> **Aufgabe**:
Prüfen Sie, ob die folgenden Aussagen mit dem Textauszug über Eschenburgs Rezension von Döschers Studie übereinstimmen. Antworten Sie jeweils mit Ja oder Nein und zitieren Sie wörtlich die entscheidende Stelle.
1. Döschers Studie über das Auswärtige Amt im Dritten Reich erschien 1987.
2. Eschenburg besprach Döschers Buch in einer Tageszeitung.
3. Bernhard von Bülow blieb bis zu seinem Tod 1936 im Amt des Staatssekretärs.

> **Textauszug**:
/---
Diesen Vorwurf musste sich auch Hans-Jürgen Döscher gefallen lassen, der 1987 eine Studie über das Auswärtige Amt im Dritten Reich veröffentlichte. In einer ausführlichen Rezension für die Wochenzeitung Die Zeit setzte sich Eschenburg mit diesem Buch, einer Dissertation, auseinander und konzentrierte sich dabei auf die beiden damaligen Staatssekretäre Bernhard von Bülow (Amtsinhaber von 1930 bis zu seinem Tod 1936) und Ernst von Weizsäcker (Amtsinhaber von 1938 bis 1943). Ernst von Weizsäcker war in Nürnberg insbesondere wegen seiner Mitwirkung am Transport französischer Juden nach Auschwitz zu fünf Haft verurteilt worden. Gleichwohl ist das „Ausmaß der Schuld“ dieses „konservativen leitenden Beamten […] nach wie vor umstritten“. Dasselbe gilt für das Handeln von Bülows, dessen Tätigkeit im Auswärtigen Amt kürzlich eine angemessene Würdigung gefunden hat. Eschenburgs Verteidigung der Tätigkeit dieser beiden Spitzendiplomaten, die wie im Fall von Schwerin von Krosigk starke apologetische Züge aufweist, wirft Döscher eine „Unkenntnis des ‚Ambiente'“ des Auswärtigen Amtes vor, die die ganze Darstellung durchziehe. Die fehlende Kenntnis des damaligen Umfeldes oder Milieus führt Eschenburg darauf zurück, dass Döscher „aus eigenem Erleben das damalige ‚Ambiente' nicht kennen“ könne und er daher „wie manche andere, vierzig Jahre nach dem Ende der braunen Diktatur trotz reichen Materials die Verhaltensweisen in einer totalitären Diktatur nach rechtsstaatlichen und demokratischen Begriffen mißt“. Dieses Urteil ist insofern bemerkenswert, als Eschenburg, der nicht nur Politikwissenschaftler, sondern als langjähriger Herausgeber der Vierteljahrshefte für Zeitgeschichte und Mitglied des Kuratoriums bzw. Wissenschaftlichen Beirats des Instituts für Zeitgeschichte auch eine wichtige Rolle für die zeitgeschichtliche Forschung in der Bundesrepublik spielte, hiermit eine Vetoposition des Zeitzeugen bzw. der Erlebnisgeneration für die Zeitgeschichtsschreibung reklamierte.
\---
> **Gegebenes Material**:
/---
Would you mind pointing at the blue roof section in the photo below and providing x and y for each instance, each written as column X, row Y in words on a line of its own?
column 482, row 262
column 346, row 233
\---
> **Antwort**:
1. Ja: „der 1987 eine Studie über das Auswärtige Amt im Dritten Reich veröffentlichte“
2. Nein: „In einer ausführlichen Rezension für die Wochenzeitung Die Zeit“
3. Ja: „Amtsinhaber von 1930 bis zu seinem Tod 1936“